__STATED EXERCISE__
Find the line that contains "Expected: one point per instance of the cloud"; then retype it and each line after it, exactly, through the final line of the data below.

__MATERIAL TO PROCESS__
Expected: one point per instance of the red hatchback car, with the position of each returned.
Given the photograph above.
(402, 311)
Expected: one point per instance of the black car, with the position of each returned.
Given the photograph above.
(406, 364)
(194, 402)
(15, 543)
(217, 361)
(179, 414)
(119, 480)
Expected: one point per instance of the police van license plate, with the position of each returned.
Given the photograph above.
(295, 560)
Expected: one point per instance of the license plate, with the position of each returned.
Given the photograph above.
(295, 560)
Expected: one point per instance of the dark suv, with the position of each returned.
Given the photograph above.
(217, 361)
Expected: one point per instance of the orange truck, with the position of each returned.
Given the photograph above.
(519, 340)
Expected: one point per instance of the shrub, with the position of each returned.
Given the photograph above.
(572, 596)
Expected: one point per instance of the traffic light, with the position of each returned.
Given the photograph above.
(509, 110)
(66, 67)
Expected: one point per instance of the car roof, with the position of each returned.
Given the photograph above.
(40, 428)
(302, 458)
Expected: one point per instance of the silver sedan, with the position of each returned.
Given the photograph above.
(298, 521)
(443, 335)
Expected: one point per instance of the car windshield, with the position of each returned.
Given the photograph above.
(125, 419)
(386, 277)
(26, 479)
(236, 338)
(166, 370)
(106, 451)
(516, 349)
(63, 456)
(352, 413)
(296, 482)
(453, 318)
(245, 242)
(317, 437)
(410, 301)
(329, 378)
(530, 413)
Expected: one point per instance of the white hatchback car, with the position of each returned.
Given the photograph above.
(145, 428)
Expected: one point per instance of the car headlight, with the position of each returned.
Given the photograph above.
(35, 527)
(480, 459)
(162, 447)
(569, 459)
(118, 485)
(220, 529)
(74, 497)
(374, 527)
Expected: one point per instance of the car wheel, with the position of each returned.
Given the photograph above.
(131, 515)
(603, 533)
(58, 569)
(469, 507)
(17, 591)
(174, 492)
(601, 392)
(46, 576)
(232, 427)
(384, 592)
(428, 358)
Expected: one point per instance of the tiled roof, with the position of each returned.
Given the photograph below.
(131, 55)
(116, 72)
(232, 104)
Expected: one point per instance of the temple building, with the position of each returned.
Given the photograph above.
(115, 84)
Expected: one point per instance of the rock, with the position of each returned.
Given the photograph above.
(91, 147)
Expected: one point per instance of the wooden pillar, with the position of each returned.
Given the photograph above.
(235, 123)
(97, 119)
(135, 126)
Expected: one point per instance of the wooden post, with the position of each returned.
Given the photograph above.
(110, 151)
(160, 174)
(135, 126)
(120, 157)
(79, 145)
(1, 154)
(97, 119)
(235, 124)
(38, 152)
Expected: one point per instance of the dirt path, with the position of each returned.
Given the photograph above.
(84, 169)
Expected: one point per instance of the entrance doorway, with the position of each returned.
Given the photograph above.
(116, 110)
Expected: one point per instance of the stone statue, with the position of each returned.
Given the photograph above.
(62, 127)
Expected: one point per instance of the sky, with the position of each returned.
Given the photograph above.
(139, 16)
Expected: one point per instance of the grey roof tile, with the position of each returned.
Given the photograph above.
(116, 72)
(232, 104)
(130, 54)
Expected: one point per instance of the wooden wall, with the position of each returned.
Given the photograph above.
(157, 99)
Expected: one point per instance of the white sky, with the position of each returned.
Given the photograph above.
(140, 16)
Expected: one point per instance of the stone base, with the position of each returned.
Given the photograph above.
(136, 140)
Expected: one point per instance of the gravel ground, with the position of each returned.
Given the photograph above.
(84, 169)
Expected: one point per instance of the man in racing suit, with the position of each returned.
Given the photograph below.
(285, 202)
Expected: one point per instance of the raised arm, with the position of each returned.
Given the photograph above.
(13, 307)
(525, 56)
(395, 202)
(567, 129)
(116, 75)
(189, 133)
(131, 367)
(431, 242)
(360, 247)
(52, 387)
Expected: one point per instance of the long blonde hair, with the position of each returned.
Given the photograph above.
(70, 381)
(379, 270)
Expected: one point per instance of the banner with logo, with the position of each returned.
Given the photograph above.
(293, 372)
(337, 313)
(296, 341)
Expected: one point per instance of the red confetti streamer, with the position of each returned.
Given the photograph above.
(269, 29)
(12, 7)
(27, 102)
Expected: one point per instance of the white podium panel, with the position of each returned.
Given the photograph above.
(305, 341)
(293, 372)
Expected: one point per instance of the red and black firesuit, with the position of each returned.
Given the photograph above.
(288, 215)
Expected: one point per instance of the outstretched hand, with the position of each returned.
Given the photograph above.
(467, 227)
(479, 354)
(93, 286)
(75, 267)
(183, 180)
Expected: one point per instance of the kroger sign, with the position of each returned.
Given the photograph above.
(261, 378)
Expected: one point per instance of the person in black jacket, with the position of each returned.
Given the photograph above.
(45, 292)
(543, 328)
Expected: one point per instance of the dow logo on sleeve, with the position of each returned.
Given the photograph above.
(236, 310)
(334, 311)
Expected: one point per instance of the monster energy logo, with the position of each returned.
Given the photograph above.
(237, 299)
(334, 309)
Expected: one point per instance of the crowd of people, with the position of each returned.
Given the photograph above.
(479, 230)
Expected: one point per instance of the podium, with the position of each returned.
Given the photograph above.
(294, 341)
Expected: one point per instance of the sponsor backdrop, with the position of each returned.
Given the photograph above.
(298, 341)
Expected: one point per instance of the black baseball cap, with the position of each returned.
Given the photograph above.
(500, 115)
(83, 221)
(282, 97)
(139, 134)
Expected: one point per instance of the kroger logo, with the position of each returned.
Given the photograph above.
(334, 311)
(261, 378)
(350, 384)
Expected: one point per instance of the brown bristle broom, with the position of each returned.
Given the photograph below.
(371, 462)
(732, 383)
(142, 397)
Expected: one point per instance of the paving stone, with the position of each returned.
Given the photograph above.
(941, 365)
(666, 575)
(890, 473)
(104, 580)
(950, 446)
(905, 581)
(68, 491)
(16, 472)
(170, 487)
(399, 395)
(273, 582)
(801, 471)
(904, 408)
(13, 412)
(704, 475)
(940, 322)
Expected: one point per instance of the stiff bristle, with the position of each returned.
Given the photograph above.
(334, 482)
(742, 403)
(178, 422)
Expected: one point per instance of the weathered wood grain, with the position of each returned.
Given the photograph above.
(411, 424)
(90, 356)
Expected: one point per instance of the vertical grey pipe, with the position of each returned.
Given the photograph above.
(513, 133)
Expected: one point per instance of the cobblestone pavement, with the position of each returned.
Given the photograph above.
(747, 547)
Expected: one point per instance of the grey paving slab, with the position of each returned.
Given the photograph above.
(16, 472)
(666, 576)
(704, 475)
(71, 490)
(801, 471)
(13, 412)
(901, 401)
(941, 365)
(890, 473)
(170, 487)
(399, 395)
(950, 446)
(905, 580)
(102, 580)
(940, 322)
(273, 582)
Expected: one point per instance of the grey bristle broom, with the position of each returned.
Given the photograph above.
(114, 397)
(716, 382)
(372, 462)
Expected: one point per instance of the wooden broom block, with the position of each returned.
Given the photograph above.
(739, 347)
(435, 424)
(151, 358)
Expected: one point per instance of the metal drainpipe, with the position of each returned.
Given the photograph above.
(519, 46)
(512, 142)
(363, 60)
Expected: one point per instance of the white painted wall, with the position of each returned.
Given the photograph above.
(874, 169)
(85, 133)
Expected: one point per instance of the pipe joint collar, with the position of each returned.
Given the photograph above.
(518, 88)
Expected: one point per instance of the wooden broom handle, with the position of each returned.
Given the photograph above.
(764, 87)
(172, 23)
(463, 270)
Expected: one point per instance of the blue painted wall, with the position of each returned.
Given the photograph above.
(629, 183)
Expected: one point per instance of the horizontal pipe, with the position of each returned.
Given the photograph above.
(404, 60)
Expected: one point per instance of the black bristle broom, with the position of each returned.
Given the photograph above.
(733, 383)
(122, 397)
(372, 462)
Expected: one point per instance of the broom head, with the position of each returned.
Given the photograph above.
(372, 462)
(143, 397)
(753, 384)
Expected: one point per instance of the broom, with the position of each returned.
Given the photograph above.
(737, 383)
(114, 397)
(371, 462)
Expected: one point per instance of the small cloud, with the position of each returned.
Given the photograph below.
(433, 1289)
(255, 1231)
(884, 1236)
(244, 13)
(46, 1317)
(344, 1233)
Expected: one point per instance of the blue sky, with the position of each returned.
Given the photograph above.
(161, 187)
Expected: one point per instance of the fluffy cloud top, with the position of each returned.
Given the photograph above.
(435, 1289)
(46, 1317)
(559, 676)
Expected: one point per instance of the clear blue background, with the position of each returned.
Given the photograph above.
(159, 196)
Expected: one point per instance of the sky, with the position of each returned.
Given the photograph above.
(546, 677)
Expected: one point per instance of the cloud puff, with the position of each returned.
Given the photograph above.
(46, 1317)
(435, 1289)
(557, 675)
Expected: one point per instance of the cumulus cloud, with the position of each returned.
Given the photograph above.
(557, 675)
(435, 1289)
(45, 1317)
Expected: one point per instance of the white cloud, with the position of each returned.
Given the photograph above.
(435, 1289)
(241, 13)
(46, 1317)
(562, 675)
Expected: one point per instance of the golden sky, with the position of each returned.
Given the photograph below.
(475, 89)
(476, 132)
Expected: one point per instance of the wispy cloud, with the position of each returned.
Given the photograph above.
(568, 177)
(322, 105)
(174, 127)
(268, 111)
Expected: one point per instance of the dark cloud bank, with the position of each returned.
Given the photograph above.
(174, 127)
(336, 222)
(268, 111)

__RESULT FOR THIS EXERCISE__
Expected: one point per instance of the cloud puff, with the position of each returned.
Given the photograph above.
(46, 1317)
(435, 1289)
(557, 675)
Expected: one point per instance of the cumulus cloud, with the position of each returned.
Given the photograph above.
(557, 675)
(435, 1289)
(45, 1317)
Expected: one point per instance of the white cloud, with the position of each returned.
Given the photograph above.
(435, 1289)
(241, 13)
(46, 1317)
(562, 675)
Expected: one point per instance of the golden sky, with the position of each returned.
Given the photograph below.
(475, 89)
(476, 132)
Expected: one point per instance of the wispy cloud, with the position of each returned.
Given the photograph above.
(568, 177)
(322, 105)
(174, 127)
(268, 111)
Expected: one point per instance of the dark cloud bank, with the position of each returned.
Given the photograph above.
(174, 127)
(336, 222)
(268, 111)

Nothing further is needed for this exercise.